Given problem: Copy each of the items below line for line, leaving out the pictures.
## START
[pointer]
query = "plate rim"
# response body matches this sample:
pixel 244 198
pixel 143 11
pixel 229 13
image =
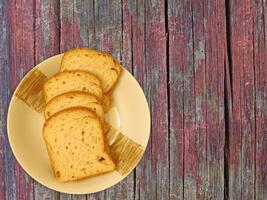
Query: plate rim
pixel 11 102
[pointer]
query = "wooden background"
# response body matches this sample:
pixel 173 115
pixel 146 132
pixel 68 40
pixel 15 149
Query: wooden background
pixel 203 67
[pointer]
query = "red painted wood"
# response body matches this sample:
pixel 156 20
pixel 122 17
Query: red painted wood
pixel 185 155
pixel 260 56
pixel 177 43
pixel 153 172
pixel 21 57
pixel 137 26
pixel 197 98
pixel 46 45
pixel 215 48
pixel 5 154
pixel 242 139
pixel 71 36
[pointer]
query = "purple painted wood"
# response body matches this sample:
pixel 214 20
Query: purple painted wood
pixel 207 94
pixel 153 172
pixel 260 50
pixel 46 45
pixel 7 175
pixel 21 58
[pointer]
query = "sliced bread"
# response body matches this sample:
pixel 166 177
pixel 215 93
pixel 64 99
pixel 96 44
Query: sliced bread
pixel 101 64
pixel 75 144
pixel 68 81
pixel 73 99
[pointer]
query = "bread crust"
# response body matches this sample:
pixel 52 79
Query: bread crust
pixel 69 93
pixel 116 63
pixel 68 72
pixel 103 143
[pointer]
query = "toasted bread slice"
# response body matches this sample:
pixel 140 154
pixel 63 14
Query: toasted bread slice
pixel 68 81
pixel 75 144
pixel 101 64
pixel 73 99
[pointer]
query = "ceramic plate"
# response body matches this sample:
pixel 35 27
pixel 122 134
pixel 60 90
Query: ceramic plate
## END
Task answer:
[pointer]
query = "plate rim"
# response body matches this sample:
pixel 244 198
pixel 143 11
pixel 229 13
image =
Query: plate rim
pixel 11 102
[pointer]
query = "wooden background"
# response body matches this sample:
pixel 173 115
pixel 146 132
pixel 68 40
pixel 15 149
Query: wooden background
pixel 203 67
[pointer]
query = "red painted wood"
# response body matches this sample:
pixel 156 20
pixel 122 17
Query: red painted wood
pixel 185 155
pixel 260 56
pixel 177 43
pixel 153 172
pixel 21 57
pixel 137 26
pixel 197 98
pixel 46 45
pixel 215 48
pixel 5 154
pixel 242 139
pixel 71 36
[pointer]
query = "purple painted wood"
# response body matches this sample:
pixel 214 20
Query: purple painted wood
pixel 207 94
pixel 153 172
pixel 260 50
pixel 46 45
pixel 7 175
pixel 21 58
[pointer]
query = "sliced bread"
# response body matches this sample:
pixel 166 177
pixel 215 93
pixel 64 99
pixel 96 44
Query: sliced bread
pixel 101 64
pixel 75 144
pixel 68 81
pixel 73 99
[pointer]
query = "bread crust"
# response body matches this sample:
pixel 52 79
Query: bread crust
pixel 69 93
pixel 116 63
pixel 68 72
pixel 103 143
[pointer]
query = "toasted bread slice"
# response body matches this sample:
pixel 140 154
pixel 63 14
Query: toasted bread slice
pixel 68 81
pixel 75 144
pixel 101 64
pixel 73 99
[pointer]
query = "ceramic plate"
# response body matches this sample:
pixel 35 27
pixel 122 134
pixel 60 90
Query: ceramic plate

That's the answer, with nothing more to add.